_GIVEN PROBLEM_
List every line below that contains the string "fluorescent", copying each one in full.

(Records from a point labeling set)

····················

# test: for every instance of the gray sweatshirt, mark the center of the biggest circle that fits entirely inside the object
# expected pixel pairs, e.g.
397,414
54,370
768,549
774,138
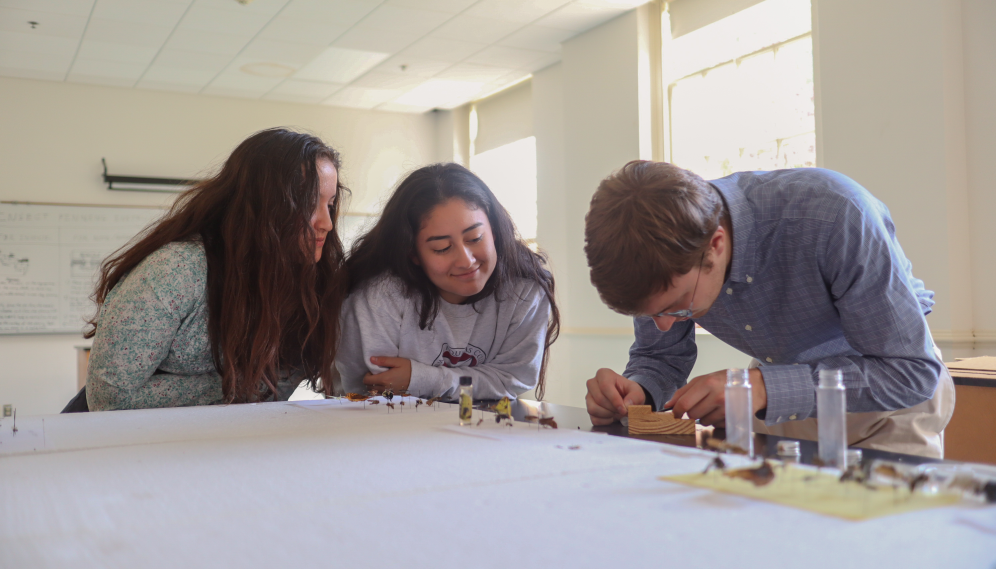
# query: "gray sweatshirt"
498,344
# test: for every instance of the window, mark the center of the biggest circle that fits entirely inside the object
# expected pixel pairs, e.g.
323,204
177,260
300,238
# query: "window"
510,172
740,91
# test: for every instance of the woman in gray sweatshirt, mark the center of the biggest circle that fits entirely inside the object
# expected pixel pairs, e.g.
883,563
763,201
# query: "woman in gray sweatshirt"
443,287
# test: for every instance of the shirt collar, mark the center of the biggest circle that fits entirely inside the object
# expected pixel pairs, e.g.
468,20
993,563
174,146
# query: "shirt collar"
742,263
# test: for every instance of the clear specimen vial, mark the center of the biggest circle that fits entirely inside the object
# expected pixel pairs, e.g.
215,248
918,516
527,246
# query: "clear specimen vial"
466,400
831,413
739,410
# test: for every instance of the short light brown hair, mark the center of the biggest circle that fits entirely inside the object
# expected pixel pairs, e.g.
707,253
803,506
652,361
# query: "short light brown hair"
648,223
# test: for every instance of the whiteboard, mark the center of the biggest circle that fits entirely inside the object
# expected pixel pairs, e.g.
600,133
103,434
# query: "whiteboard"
49,259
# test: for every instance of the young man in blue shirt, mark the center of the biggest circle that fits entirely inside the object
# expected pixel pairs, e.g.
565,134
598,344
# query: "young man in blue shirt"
800,269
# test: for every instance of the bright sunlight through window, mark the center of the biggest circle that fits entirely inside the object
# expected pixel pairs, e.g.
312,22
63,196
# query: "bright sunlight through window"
510,172
740,91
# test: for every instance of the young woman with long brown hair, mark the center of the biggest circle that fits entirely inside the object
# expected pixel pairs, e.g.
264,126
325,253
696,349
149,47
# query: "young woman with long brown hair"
234,295
443,287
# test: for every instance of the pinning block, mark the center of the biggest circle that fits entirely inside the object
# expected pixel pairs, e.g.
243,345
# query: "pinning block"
643,421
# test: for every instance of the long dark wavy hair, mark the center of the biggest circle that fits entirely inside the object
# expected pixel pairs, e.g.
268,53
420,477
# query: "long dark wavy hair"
271,307
390,246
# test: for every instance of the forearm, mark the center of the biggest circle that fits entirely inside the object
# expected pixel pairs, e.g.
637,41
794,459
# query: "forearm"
490,381
160,390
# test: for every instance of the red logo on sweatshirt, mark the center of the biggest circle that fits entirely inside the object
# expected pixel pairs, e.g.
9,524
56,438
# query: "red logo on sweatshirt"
459,357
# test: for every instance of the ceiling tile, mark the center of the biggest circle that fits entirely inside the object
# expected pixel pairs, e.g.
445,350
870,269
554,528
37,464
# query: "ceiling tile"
523,11
448,6
475,73
223,21
57,25
207,42
100,80
41,62
310,88
404,20
140,11
400,108
294,54
127,33
302,31
163,86
388,81
339,65
369,39
232,92
106,51
43,45
341,13
361,97
265,8
71,7
236,80
475,29
159,73
296,91
538,38
416,66
579,17
182,59
441,49
512,57
103,68
31,73
442,93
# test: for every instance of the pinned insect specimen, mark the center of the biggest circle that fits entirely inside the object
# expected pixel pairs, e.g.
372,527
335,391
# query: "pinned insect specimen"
715,463
759,476
503,411
724,446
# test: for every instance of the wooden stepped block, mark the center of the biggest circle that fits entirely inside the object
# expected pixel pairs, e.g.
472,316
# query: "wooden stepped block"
643,421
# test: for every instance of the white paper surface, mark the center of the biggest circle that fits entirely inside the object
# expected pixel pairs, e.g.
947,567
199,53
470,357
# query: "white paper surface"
337,485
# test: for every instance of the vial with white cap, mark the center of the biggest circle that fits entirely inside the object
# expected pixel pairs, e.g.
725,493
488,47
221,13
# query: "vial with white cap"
466,399
739,410
831,410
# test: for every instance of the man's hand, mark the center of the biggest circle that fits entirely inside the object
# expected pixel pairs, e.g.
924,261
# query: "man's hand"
397,377
608,395
704,398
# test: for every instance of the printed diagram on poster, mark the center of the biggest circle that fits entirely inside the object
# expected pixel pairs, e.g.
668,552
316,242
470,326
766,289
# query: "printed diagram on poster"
49,259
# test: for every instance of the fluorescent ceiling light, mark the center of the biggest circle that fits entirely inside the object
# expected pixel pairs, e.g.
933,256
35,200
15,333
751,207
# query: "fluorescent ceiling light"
340,65
440,93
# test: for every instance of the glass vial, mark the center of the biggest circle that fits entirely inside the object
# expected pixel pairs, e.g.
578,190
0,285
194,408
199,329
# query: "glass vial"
466,400
831,412
739,410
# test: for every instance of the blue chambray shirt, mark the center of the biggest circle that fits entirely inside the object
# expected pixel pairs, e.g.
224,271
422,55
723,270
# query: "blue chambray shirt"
817,281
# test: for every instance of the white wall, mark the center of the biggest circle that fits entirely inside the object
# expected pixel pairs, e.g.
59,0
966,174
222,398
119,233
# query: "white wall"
905,95
53,135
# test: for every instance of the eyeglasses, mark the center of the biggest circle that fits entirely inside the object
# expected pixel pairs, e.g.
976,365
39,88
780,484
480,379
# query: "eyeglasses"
687,312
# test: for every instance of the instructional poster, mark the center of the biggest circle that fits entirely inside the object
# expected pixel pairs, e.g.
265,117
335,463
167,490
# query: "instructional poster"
49,259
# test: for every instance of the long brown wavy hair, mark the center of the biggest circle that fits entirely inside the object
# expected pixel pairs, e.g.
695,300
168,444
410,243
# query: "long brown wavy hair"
271,307
390,245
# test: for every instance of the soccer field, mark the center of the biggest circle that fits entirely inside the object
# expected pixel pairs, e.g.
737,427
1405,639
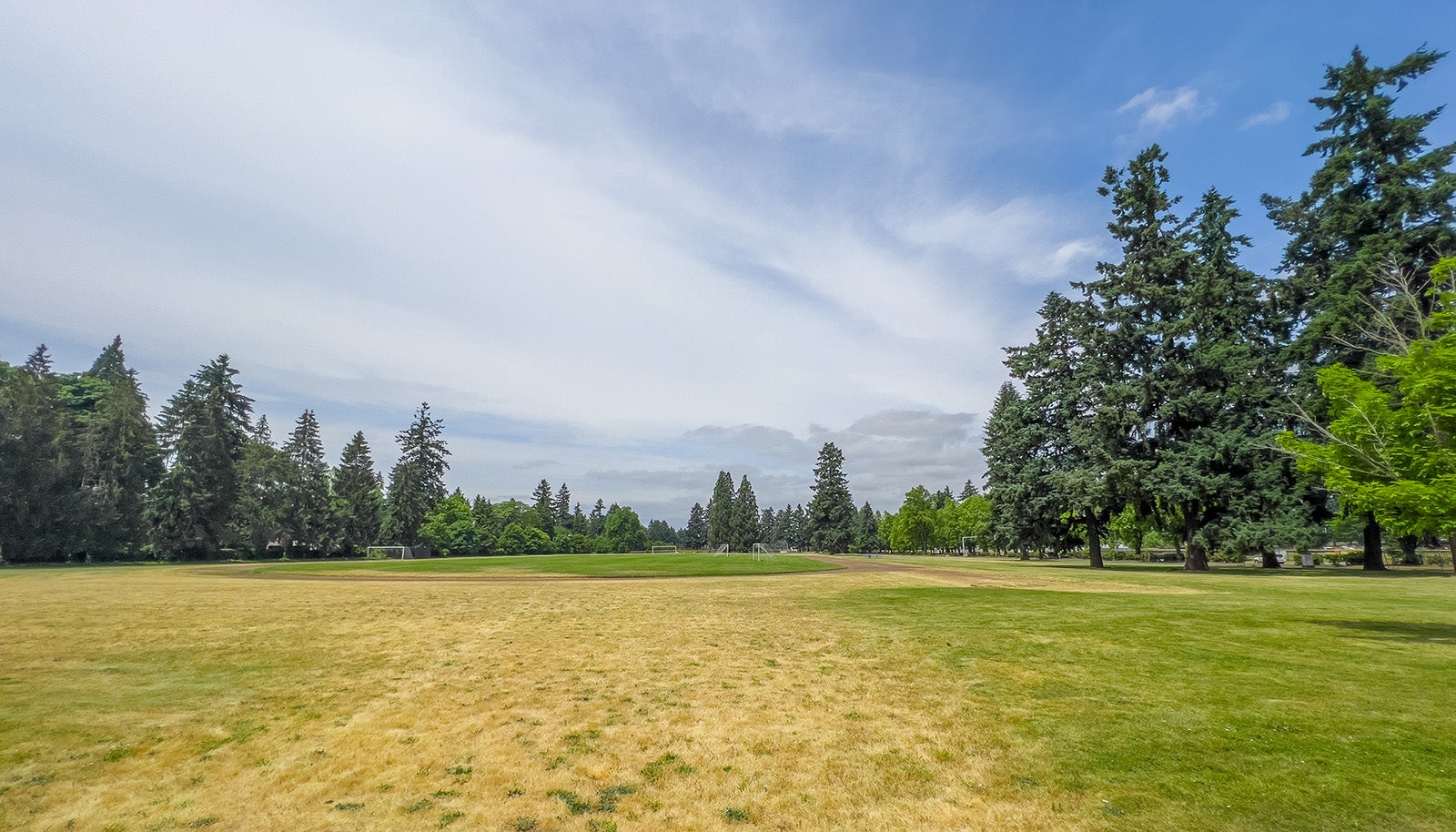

····················

_RESULT FOR THIS EXERCISE_
# test: for every instance of the fluorescent ceiling light, mark the center of the biggest circle that fits entirely inside the object
# query: "fluorescent ceiling light"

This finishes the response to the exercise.